• **Requirement**
Please render every line of the material below as a numbered list, skipping any blank lines.

• **Data to process**
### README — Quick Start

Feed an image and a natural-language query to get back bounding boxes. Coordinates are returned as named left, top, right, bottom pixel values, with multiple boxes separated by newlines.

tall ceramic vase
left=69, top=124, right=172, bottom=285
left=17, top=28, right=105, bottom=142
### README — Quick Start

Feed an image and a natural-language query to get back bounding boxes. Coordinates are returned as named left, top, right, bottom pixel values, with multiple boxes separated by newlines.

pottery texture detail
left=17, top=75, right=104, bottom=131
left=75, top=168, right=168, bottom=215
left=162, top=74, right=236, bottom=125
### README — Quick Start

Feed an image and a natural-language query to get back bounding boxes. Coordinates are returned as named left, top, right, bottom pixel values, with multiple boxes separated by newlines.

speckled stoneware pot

• **Response for this exercise**
1. ### README — Quick Start
2. Feed an image and a natural-language query to get back bounding boxes. Coordinates are returned as named left, top, right, bottom pixel values, with multiple boxes separated by newlines.
3. tall ceramic vase
4. left=69, top=124, right=172, bottom=285
5. left=17, top=28, right=105, bottom=142
6. ### README — Quick Start
7. Feed an image and a natural-language query to get back bounding boxes. Coordinates are returned as named left, top, right, bottom pixel values, with multiple boxes separated by newlines.
8. pottery texture detail
9. left=17, top=75, right=104, bottom=131
10. left=75, top=168, right=168, bottom=215
11. left=162, top=74, right=236, bottom=125
12. ### README — Quick Start
13. Feed an image and a natural-language query to get back bounding boxes. Coordinates are returned as named left, top, right, bottom pixel values, with multiple boxes separated by newlines.
14. speckled stoneware pot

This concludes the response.